### PAGE EXTRACT:
Delivering Project & Product Management as a Service

A keyboard that has an attack key

Dealing with a security event as a mini project

Prolog

I’m usually more inclined to regular routine – One builds an MRD, agree with stakeholders on the road map, do the planning, some HLD, get the message and priorities to the software mines, some LLD, test… and live with the results.

Yet sometimes life gives cashews to those accustomed to peanuts – Several years ago, while leading an Cyber defense project for a large multinational, I got late night text message, to come early next morning to the office, for an urgent meeting. This was somewhat in correlation to me uploading some sniffing software (for learning purposes of course). So I had a sleepless night thinking about how can I stuff all my belonging to a small cardboard case, in such a short notice.

Anyways, morning came and when I entered the meeting blurry eyes and all, it was explained to me to postpone my comfortable routine, and followup on a security incident that has developed overnight.

the ISO 27002, the NIST, the CERT/CC and a few other standards define step-by-step processes for incident handling. So I’ll try to describe them in order with some sugar added.

Detection

As with most large companies, a large part of networked corporate activity comes from M&A or other vertical integration efforts, even with vendors. There is always an attention to assimilate those entities into the security infrastructure of the enterprise or mitigate risks that relate to perimeter movement. In this case the firm operated several franchises, and in one of those semi independent branches, a user experienced unusual activity on a computer. People are used to some automation done by IT but those have regular pattern and it looked as if some script was running in a non transparent way.

This vigilant person called the company’s SOC and some inspection showed that there is a Power-Shell based malware on his computer. Power-Shell is actually a good sysadmin tool that unfortunately can be used, and is used as malware engine. An analyst was awaken at night to review the logs that showed that the malware existed on other computers as well. Next it was verified that the script has already posted a ciphered payload to on the the known bots C&C centers. Hysteria was building and the CEO was notified (I guess his sleep wasn’t good either).

### TASKS FOR THIS EXERCISE:
A: In the incident-handling post, translate this sentence into Spanish: "Power-Shell is actually a good sysadmin tool that unfortunately can be used, and is used as malware engine."
B: Return the part of the incident-handling post that begins at the words "A keyboard that" and stops after "with the results.".
C: Answer these questions from the incident-handling post:
(i) Which standards does the post name as defining step-by-step processes for incident handling?
(ii) In what kind of branch did the user notice unusual activity on a computer?
(iii) Who was notified as hysteria was building?

### DATA SHOWN:
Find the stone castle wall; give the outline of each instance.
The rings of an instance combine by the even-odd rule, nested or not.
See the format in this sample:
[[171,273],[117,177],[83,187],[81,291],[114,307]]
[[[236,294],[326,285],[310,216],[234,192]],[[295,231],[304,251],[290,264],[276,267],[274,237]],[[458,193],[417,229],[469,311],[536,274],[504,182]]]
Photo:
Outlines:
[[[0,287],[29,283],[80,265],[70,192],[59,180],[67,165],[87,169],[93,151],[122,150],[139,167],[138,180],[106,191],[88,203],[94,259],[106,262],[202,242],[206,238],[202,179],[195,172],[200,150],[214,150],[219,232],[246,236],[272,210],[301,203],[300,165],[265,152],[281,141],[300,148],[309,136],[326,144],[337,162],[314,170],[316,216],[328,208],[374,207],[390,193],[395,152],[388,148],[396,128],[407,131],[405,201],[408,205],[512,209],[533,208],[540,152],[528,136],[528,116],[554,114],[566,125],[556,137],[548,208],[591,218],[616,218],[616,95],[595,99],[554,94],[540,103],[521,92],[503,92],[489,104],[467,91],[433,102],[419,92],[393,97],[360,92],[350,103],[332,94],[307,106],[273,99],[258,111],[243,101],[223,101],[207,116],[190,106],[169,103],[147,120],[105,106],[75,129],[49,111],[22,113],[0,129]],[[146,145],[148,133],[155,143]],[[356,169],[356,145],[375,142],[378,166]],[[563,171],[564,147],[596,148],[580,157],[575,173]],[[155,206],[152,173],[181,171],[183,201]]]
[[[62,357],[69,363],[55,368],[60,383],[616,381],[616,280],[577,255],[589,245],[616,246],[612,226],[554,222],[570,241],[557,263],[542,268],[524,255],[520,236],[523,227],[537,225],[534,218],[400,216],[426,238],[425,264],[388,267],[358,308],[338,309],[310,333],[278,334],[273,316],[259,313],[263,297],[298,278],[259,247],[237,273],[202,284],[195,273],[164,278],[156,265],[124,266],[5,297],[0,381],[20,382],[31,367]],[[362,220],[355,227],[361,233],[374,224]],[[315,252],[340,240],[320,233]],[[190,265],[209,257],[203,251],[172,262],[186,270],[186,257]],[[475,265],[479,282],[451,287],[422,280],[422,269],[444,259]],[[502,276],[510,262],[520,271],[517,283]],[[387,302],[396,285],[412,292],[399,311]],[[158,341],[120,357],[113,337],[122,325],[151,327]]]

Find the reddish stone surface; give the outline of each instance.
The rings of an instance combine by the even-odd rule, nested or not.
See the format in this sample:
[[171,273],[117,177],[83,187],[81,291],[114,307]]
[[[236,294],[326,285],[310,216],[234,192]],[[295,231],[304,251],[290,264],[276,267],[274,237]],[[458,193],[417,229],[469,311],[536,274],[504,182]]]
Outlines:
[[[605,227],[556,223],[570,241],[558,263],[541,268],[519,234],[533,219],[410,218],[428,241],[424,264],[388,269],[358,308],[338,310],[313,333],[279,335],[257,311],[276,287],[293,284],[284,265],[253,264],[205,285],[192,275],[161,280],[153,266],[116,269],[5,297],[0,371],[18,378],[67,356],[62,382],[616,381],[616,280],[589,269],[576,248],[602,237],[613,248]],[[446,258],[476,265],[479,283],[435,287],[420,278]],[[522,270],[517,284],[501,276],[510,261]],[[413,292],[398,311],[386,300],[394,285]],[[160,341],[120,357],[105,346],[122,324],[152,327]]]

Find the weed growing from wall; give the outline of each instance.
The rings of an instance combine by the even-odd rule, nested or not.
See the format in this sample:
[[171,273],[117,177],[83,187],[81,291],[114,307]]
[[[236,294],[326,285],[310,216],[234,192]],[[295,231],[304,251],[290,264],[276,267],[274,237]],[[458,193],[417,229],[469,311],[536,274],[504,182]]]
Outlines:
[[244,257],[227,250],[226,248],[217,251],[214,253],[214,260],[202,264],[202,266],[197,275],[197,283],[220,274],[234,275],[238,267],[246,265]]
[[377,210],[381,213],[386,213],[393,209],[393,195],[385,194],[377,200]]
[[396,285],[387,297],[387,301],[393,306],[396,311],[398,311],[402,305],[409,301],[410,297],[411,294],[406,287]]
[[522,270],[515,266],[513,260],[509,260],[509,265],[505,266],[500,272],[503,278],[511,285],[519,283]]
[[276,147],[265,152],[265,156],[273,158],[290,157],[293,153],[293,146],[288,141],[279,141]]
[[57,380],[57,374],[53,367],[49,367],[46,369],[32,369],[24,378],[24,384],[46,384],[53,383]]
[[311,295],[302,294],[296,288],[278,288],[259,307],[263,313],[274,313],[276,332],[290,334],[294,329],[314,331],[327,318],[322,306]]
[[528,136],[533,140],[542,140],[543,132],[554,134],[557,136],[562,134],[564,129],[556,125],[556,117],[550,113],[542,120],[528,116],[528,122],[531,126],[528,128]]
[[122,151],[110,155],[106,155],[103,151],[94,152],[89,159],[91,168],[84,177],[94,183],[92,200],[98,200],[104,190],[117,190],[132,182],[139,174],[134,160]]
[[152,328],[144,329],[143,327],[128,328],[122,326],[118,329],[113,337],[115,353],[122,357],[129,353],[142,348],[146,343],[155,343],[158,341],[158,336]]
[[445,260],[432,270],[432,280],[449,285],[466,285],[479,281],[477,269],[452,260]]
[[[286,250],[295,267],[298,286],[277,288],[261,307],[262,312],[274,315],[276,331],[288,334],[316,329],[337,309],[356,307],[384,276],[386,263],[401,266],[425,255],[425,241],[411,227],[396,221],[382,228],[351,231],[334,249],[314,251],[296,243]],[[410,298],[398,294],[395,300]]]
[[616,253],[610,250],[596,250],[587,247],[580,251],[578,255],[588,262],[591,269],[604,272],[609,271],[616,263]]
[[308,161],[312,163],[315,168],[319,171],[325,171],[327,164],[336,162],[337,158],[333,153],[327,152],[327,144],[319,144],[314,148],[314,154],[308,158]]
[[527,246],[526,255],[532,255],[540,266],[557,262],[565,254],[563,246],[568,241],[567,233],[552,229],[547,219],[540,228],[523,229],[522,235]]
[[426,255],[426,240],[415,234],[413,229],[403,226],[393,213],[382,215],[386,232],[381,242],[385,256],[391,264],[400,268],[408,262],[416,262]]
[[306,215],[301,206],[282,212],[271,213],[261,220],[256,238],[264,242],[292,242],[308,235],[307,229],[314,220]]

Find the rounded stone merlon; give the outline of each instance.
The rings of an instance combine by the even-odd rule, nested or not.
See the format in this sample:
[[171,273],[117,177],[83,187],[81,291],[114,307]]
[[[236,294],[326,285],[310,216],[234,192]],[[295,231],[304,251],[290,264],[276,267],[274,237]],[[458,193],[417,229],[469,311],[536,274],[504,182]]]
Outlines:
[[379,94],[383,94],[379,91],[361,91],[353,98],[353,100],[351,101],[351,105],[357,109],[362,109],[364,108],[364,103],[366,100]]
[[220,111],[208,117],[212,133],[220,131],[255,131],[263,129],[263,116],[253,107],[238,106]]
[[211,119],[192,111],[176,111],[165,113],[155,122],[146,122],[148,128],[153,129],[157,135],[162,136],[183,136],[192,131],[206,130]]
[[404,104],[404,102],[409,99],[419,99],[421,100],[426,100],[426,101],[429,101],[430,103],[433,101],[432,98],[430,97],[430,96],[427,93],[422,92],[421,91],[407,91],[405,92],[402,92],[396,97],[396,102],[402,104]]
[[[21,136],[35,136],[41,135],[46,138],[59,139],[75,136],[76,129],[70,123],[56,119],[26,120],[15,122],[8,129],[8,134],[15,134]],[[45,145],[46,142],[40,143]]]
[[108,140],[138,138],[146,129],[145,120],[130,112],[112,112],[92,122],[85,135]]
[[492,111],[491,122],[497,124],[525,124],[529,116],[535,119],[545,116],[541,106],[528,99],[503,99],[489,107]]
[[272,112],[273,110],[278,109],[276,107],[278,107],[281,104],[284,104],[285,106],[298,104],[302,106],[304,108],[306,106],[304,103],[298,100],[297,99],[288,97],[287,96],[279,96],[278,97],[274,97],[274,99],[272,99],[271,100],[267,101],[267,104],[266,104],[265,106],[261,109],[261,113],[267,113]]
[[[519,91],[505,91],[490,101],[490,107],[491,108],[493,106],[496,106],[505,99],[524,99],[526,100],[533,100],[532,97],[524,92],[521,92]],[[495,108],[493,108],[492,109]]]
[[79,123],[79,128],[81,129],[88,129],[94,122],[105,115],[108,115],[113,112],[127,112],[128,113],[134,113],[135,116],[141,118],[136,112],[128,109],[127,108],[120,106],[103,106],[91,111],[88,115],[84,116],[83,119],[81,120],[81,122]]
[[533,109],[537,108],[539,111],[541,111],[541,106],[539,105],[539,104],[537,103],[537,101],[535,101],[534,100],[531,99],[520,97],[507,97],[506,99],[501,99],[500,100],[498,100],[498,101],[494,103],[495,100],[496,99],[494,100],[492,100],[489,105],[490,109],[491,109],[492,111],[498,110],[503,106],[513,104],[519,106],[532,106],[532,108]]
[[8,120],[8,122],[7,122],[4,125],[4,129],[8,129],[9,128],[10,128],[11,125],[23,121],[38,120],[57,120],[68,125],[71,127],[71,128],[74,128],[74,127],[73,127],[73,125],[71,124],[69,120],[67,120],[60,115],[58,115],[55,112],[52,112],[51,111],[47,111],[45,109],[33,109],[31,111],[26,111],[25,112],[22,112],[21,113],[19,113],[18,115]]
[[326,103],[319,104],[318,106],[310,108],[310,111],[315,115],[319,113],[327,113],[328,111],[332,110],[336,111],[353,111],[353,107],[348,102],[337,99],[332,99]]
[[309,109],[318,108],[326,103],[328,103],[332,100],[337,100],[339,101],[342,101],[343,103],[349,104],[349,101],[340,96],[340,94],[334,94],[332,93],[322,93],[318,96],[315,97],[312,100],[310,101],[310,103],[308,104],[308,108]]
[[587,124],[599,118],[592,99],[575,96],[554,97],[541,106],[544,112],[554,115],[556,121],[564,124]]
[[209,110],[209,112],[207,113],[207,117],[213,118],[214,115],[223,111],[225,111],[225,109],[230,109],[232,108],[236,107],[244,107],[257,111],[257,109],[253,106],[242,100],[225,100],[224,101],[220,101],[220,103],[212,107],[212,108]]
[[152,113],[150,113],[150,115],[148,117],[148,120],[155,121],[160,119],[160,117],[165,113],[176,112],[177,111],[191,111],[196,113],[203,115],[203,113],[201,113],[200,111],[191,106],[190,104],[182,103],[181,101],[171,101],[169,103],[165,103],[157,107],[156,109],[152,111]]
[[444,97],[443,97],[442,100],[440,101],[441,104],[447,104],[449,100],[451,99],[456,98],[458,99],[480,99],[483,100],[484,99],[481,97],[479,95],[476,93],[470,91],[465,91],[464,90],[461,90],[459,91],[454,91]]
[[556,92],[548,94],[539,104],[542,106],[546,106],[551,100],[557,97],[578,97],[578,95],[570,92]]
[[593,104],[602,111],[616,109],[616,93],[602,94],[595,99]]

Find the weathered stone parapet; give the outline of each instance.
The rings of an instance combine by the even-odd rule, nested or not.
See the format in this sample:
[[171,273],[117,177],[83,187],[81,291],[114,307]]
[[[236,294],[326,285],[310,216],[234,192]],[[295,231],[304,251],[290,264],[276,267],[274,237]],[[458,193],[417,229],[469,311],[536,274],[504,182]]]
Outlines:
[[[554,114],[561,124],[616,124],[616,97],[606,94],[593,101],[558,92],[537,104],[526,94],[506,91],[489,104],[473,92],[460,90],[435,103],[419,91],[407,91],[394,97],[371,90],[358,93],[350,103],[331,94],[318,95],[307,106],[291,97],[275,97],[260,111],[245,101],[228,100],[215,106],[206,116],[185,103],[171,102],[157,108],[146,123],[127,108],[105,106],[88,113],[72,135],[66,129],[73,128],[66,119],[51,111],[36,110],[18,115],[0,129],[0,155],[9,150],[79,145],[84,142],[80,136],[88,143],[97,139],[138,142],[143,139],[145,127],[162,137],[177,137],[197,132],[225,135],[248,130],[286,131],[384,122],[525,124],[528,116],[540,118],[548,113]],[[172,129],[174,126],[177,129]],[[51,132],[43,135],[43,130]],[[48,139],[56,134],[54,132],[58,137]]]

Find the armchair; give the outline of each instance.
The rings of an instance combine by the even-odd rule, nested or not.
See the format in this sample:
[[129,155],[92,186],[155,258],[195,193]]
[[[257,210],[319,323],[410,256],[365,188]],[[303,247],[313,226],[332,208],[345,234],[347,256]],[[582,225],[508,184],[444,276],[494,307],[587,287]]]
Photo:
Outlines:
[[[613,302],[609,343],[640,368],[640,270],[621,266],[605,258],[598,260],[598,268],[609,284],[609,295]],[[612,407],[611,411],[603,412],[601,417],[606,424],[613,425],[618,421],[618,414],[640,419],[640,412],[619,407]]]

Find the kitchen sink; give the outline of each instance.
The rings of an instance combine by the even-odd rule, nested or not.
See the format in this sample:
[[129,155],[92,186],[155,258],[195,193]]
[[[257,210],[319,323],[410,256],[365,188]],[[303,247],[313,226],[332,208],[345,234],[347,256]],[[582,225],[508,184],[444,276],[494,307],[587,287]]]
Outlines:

### SOLUTIONS PER TASK:
A: Power-Shell es en realidad una buena herramienta de administración de sistemas que, por desgracia, puede usarse, y se usa, como motor de malware.

B:
A keyboard that has an attack key

Dealing with a security event as a mini project

Prolog

I’m usually more inclined to regular routine – One builds an MRD, agree with stakeholders on the road map, do the planning, some HLD, get the message and priorities to the software mines, some LLD, test… and live with the results.

C:
(i) ISO 27002, NIST and CERT/CC, plus a few other standards.
(ii) One of the firm's semi independent franchise branches.
(iii) The CEO.